*What you are asked to do*.
Rewrite the data below with "photograph" changed to "image" and every other line left as it is. Omit the pictures from your answer.
-- start Material for this exercise --
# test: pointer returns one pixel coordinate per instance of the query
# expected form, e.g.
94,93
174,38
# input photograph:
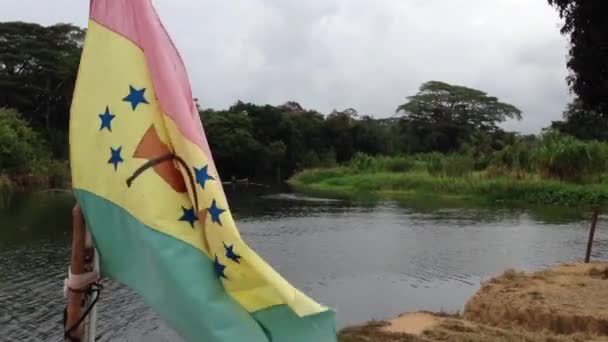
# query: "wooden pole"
596,212
77,266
-- end Material for this exercise --
*Output of the task*.
# test: pointer returns one pixel coordinate per instance of the query
# expected form, e.g.
94,93
174,38
# input image:
# query: "wooden pole"
596,212
77,266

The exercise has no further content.